● **Material for this exercise**

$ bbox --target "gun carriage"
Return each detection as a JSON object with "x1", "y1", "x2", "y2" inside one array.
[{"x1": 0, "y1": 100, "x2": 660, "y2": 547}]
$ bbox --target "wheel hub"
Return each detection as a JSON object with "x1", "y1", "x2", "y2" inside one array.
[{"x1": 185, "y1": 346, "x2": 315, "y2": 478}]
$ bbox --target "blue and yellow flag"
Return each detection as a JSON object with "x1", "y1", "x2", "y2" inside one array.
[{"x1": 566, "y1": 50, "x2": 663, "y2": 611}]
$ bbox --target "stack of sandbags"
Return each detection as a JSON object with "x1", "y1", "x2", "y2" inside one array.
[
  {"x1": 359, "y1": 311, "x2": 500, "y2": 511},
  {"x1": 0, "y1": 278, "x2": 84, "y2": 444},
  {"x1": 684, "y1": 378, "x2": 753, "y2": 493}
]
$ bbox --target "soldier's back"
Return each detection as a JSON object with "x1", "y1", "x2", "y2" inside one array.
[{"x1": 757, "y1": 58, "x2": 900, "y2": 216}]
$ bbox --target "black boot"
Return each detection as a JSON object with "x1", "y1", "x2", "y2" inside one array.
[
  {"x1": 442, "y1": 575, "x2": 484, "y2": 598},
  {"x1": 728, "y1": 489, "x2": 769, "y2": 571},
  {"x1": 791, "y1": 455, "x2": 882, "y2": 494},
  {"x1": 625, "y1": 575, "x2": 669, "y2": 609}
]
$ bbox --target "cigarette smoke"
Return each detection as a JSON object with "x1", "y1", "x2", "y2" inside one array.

● **Do this**
Return every line in the records above that contains the string "bbox", matching case exactly.

● **Answer for the task**
$ bbox --target "gun carriage"
$ bbox --target "wheel hub"
$ bbox --target "blue and yellow flag"
$ bbox --target "stack of sandbags"
$ bbox --target "soldier's back"
$ bbox --target "black boot"
$ bbox --target "cigarette smoke"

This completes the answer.